### Required work
No pictures are to be included when the entries below are reproduced exactly.

*** Listed records Section Begins ***

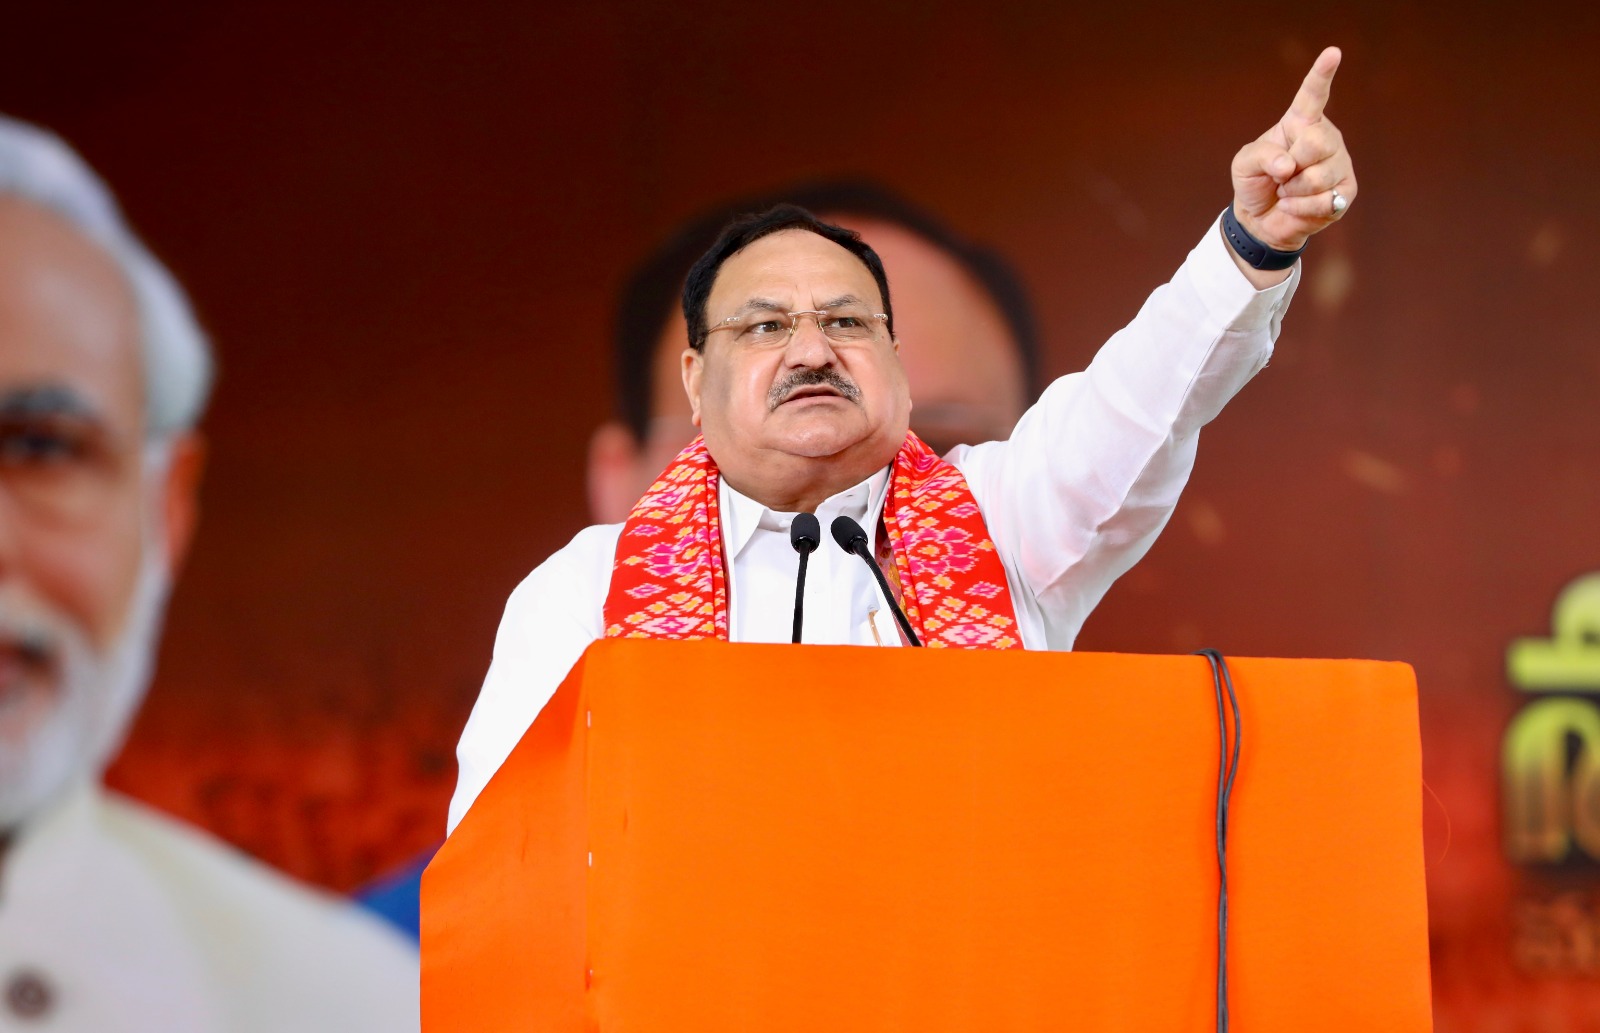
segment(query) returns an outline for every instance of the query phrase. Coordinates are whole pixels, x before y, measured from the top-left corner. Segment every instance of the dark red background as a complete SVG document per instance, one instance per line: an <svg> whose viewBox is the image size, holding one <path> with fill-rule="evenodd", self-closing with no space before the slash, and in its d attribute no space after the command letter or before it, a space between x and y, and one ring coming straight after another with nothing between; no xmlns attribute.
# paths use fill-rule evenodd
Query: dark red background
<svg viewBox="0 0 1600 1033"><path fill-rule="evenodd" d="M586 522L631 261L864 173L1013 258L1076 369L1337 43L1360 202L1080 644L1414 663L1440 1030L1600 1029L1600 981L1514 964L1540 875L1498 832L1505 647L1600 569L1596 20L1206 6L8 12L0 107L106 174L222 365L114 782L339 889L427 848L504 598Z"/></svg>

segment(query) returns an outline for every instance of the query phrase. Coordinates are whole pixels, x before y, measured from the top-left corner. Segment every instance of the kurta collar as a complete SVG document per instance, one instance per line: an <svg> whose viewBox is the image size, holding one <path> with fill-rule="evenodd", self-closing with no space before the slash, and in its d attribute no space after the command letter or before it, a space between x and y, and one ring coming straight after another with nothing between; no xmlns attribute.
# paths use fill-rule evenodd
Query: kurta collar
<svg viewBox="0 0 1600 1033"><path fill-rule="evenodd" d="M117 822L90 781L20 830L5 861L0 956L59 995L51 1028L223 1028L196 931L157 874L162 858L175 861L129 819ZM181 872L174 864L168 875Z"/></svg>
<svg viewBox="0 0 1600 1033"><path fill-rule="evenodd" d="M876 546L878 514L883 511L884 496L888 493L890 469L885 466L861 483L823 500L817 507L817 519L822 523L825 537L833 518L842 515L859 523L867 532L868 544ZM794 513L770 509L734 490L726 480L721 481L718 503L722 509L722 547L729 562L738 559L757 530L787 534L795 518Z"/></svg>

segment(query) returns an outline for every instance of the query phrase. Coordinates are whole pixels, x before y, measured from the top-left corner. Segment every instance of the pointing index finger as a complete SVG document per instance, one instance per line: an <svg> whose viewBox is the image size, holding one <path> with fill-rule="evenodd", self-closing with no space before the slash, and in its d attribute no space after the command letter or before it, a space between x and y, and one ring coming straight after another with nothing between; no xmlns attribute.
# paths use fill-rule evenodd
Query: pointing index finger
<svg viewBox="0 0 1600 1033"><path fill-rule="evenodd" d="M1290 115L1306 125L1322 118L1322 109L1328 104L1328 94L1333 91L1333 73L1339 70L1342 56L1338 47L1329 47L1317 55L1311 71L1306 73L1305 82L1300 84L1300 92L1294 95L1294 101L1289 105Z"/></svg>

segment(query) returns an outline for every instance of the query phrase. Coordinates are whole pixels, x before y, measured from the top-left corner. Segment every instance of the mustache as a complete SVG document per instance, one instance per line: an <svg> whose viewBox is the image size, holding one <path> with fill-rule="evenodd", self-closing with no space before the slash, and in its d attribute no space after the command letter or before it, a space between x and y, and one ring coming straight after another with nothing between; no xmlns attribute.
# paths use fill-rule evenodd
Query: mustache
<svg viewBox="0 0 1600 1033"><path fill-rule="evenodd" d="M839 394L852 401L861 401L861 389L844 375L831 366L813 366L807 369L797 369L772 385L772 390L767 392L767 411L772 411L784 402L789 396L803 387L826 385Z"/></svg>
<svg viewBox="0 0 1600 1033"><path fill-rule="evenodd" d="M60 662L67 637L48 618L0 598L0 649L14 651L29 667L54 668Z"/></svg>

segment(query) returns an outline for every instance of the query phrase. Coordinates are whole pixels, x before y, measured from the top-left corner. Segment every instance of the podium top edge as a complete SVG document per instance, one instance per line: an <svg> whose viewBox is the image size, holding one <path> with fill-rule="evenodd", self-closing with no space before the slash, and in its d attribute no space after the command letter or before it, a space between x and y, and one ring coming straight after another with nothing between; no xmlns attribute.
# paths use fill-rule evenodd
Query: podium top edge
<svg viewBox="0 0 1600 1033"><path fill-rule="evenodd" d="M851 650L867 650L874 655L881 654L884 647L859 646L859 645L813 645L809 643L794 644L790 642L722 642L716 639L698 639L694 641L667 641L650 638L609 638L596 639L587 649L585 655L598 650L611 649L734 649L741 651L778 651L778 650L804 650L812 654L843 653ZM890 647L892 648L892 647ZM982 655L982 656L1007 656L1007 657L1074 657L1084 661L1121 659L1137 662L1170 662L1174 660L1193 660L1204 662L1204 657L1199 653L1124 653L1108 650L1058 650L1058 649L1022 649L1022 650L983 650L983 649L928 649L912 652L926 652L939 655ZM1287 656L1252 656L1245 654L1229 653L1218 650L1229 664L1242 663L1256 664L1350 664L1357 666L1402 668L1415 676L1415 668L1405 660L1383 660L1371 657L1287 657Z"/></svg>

*** Listed records Section Ends ***

### Output of the task
segment(query) returns an outline for every instance of the query phrase. Coordinates are whole pixels, x before y, measured from the top-left corner. Segment every instance of the dark red background as a complete SVG document per instance, one instance per line: an <svg> whose viewBox is the image size, holding one <path> with fill-rule="evenodd", self-closing with no space before the slash, and in its d attribute no space after the command letter or before it, a space between x and y, and one ring coming straight after another with nothing between; no xmlns attribute.
# paths use fill-rule evenodd
Query: dark red background
<svg viewBox="0 0 1600 1033"><path fill-rule="evenodd" d="M586 522L631 261L864 173L1013 258L1076 369L1337 43L1360 202L1080 644L1414 663L1440 1030L1600 1029L1600 981L1514 964L1540 875L1498 832L1505 647L1600 569L1596 20L1206 6L8 12L0 107L106 174L222 365L114 782L339 889L427 848L504 598Z"/></svg>

segment(query) returns an outline for every instance of the query phrase. Coordinates are whole pixels, x before y, measured from the top-left corner. Segment every instance of the kurta collar as a complete SVG document per instance, one instance per line: an <svg> whose viewBox is the image size, holding one <path> with fill-rule="evenodd", self-closing with no space before the slash, and in its d attribute no space after the command letter or before it, a space between x and y, and one ring coming straight after another with nothing between; no xmlns attribute.
# paths use fill-rule evenodd
Query: kurta collar
<svg viewBox="0 0 1600 1033"><path fill-rule="evenodd" d="M117 822L90 781L20 830L5 861L0 956L59 995L51 1028L223 1028L196 931L157 874L162 858L175 861L129 819ZM181 872L174 864L168 875Z"/></svg>
<svg viewBox="0 0 1600 1033"><path fill-rule="evenodd" d="M876 546L878 514L883 511L884 496L888 493L890 469L885 466L861 483L823 500L817 507L817 519L822 523L825 537L833 518L842 515L859 523L867 532L868 544ZM794 513L770 509L734 490L726 480L721 481L718 503L722 509L722 547L729 562L738 559L757 530L787 534L795 518Z"/></svg>

segment(query) returns an outline for every instance of the query phrase. Coordinates are whole pixels, x before y, measured from the top-left corner. Segment every instance of the pointing index finger as a complete SVG document per instance, one instance per line: an <svg> whose viewBox is the image size, holding one <path> with fill-rule="evenodd", self-closing with no space before the slash, and in its d attribute no space after the command letter or before it, a space between x and y, and one ring coming straight after another with nothing between; no xmlns attribute.
# paths use fill-rule evenodd
Query: pointing index finger
<svg viewBox="0 0 1600 1033"><path fill-rule="evenodd" d="M1290 115L1306 125L1322 118L1322 109L1328 104L1328 94L1333 91L1333 73L1339 70L1342 56L1338 47L1329 47L1317 55L1311 71L1306 73L1305 82L1300 84L1300 92L1294 95L1294 101L1289 105Z"/></svg>

segment(query) returns an outline for every instance of the query phrase. Coordinates are whole pixels, x before y, measured from the top-left corner. Segment every instance of the mustache as a complete SVG document per instance, one instance per line: an <svg> whose viewBox is the image size, holding one <path> with fill-rule="evenodd", self-closing with no space before the slash, and in its d attribute no space after the command letter or before it, a space between x and y, and one ring coming straight after another with nothing between; no xmlns attribute.
# paths use fill-rule evenodd
Query: mustache
<svg viewBox="0 0 1600 1033"><path fill-rule="evenodd" d="M839 394L852 401L861 401L861 389L844 375L831 366L813 366L807 369L797 369L772 385L772 390L767 392L767 411L772 411L784 402L789 396L803 387L826 385Z"/></svg>
<svg viewBox="0 0 1600 1033"><path fill-rule="evenodd" d="M60 662L67 637L48 618L0 598L0 649L14 651L29 667L54 668Z"/></svg>

segment(query) returns an outline for every instance of the query phrase. Coordinates are whole pixels, x before y, measured from the top-left corner. Segment every instance of the podium top edge as a complete SVG document per instance, one instance per line: an <svg> whose viewBox is the image size, holding one <path> with fill-rule="evenodd", self-closing with no space before the slash, and in its d attribute no space after the command letter or before it, a space between x and y, and one ring coming straight after another with nothing between; no xmlns attribute.
# paths use fill-rule evenodd
Query: podium top edge
<svg viewBox="0 0 1600 1033"><path fill-rule="evenodd" d="M851 650L867 650L874 655L881 654L884 647L859 646L859 645L813 645L809 643L794 644L790 642L722 642L716 639L698 639L694 641L667 641L650 638L609 638L596 639L587 649L585 655L598 650L611 649L734 649L741 651L778 651L778 650L804 650L812 654L843 653ZM890 647L892 648L892 647ZM982 655L982 656L1007 656L1007 657L1074 657L1084 661L1121 659L1137 662L1170 662L1174 660L1193 660L1204 662L1204 657L1199 653L1124 653L1108 650L1058 650L1058 649L1022 649L1022 650L983 650L983 649L928 649L912 652L926 652L939 655ZM1287 656L1252 656L1245 654L1229 653L1218 650L1229 664L1242 663L1256 664L1350 664L1357 666L1402 668L1415 676L1415 668L1405 660L1383 660L1371 657L1287 657Z"/></svg>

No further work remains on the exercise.